■ **What the task asks**: Determine the number of lines of the records below that include "clicks". Respond with the number and no other text.

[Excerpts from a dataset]
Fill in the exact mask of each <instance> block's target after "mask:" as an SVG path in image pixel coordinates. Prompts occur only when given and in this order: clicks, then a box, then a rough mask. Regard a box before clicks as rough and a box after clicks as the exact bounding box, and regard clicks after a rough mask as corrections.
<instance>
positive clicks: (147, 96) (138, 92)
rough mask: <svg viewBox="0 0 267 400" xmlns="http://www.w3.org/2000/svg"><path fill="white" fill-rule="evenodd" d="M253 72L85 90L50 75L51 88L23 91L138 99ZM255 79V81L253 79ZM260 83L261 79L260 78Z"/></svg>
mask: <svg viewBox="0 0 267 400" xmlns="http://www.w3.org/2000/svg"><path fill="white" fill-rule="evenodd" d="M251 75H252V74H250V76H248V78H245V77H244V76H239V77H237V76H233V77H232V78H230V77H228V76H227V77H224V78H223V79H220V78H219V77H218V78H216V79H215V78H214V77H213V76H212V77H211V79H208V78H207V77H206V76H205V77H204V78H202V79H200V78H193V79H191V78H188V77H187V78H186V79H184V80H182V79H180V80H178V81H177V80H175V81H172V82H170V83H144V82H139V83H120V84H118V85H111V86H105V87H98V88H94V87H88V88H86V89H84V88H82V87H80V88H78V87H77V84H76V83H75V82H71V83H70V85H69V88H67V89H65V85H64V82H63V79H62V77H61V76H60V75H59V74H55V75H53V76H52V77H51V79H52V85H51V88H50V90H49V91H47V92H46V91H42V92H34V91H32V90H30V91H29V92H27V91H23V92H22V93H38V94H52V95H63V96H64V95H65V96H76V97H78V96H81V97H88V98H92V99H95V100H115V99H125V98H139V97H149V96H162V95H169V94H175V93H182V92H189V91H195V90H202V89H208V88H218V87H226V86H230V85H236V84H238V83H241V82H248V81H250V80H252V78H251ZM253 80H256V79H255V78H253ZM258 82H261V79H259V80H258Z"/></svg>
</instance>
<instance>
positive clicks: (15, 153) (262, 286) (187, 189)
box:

■ **Solved problem**: 3